*What this task involves*. Present the lines below as a numbered list, skipping any blank lines. Leave the pictures out of your answer.

[Dataset records]
==============================

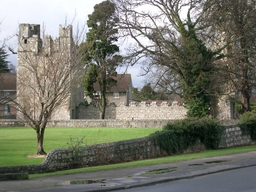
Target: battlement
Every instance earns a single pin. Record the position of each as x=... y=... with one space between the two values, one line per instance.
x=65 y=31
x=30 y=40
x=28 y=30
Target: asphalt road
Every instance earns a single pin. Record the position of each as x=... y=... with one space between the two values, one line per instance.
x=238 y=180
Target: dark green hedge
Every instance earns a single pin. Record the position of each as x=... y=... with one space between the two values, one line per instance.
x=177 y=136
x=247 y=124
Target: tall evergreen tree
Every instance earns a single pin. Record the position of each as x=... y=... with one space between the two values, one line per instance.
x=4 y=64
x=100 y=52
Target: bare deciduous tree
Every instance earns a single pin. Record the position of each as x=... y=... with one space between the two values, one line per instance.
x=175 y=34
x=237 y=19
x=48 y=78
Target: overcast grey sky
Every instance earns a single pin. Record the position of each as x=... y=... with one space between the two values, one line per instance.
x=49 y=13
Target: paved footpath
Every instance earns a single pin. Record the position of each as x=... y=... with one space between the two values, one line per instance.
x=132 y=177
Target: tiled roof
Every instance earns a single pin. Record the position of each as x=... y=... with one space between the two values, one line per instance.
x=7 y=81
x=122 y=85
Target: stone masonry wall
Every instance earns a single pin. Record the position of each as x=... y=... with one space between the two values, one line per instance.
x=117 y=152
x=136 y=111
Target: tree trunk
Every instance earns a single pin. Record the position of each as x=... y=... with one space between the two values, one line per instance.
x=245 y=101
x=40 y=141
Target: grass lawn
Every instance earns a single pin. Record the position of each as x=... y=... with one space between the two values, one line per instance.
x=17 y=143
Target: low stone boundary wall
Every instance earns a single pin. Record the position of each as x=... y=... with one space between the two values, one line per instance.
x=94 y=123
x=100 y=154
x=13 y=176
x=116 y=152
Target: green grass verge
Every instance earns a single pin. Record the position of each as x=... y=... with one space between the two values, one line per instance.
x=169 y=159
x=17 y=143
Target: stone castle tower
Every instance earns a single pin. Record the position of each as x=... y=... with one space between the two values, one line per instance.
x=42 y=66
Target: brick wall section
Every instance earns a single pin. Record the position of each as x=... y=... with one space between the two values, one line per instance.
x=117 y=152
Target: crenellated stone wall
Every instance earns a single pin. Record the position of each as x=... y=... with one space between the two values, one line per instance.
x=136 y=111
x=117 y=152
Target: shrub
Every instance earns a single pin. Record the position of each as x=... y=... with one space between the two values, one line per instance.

==============================

*Written answer*.
1. Target: battlement
2. Every instance earns a single pin. Record the position of each as x=... y=... with one space between the two values, one line per instance.
3. x=65 y=31
4. x=30 y=40
5. x=28 y=30
6. Target: asphalt road
7. Every instance earns a single pin. Record the position of each as x=... y=... with one space between the two values, one line per instance.
8. x=238 y=180
9. Target: dark green hedge
10. Every instance earns a single pin. Record the position of each as x=... y=... with one space between the two values, one line per instance.
11. x=177 y=136
12. x=247 y=124
13. Target: tall evergreen tree
14. Every instance earns a single pin. Record the position of each as x=... y=... with one space between the two values, one line per instance.
15. x=4 y=64
16. x=100 y=52
17. Target: bare deciduous tree
18. Every instance earns a single pin. Record the position of each as x=... y=... with one space between the two values, one line per instance.
19. x=175 y=34
20. x=237 y=19
21. x=48 y=78
22. Target: overcast grey sky
23. Every instance earns a single pin. Record the position of each as x=... y=... with one space between the two values, one line per instance.
24. x=49 y=13
25. Target: paved footpath
26. Every instance earns a single pin. Record the position of each as x=... y=... with one space between the two values, one line per instance.
27. x=132 y=177
28. Target: tiled roof
29. Every instance earns a single pin. Record the position of each as x=... y=... with one space between the two values, one line per instance.
30. x=7 y=81
31. x=122 y=85
32. Target: stone masonry wall
33. Every instance earns a single pin. Record the position of each as x=... y=... with one space between the two values, one line per instance.
34. x=117 y=152
35. x=136 y=111
36. Target: tree trunk
37. Every instance earns a single pin. Record the position of each as x=... y=... with one space between the two values, one line per instance.
38. x=245 y=101
39. x=40 y=141
40. Target: grass lawn
41. Every instance earns a single pin. Record the position of each as x=... y=... with one space between the two values, one line per instance.
42. x=17 y=143
43. Target: low stone boundary wall
44. Every instance earns a single pin. Record the position of each as x=... y=... with one space between the two values, one line per instance.
45. x=94 y=123
46. x=100 y=154
47. x=13 y=176
48. x=116 y=152
49. Target: green grass verge
50. Every instance earns a single pin. Record the position of each as x=... y=... with one space between the two values, one line per instance.
51. x=169 y=159
52. x=17 y=143
53. Target: stone castle tower
54. Every instance earns a single pin. Record the position of each as x=... y=... with one space between the two values, one line per instance.
55. x=42 y=66
56. Target: brick wall section
57. Every instance earns a single pin. Record the position of each as x=... y=... with one space between the two values, one line per instance.
58. x=117 y=152
59. Target: crenellated stone wall
60. Every instance earns a single pin. Record the position of each as x=... y=... with one space between the two values, one line per instance.
61. x=136 y=111
62. x=117 y=152
63. Target: shrub
64. Every instance earns a single pin. Record the position of each as x=... y=... with one space between the two values, one line per instance.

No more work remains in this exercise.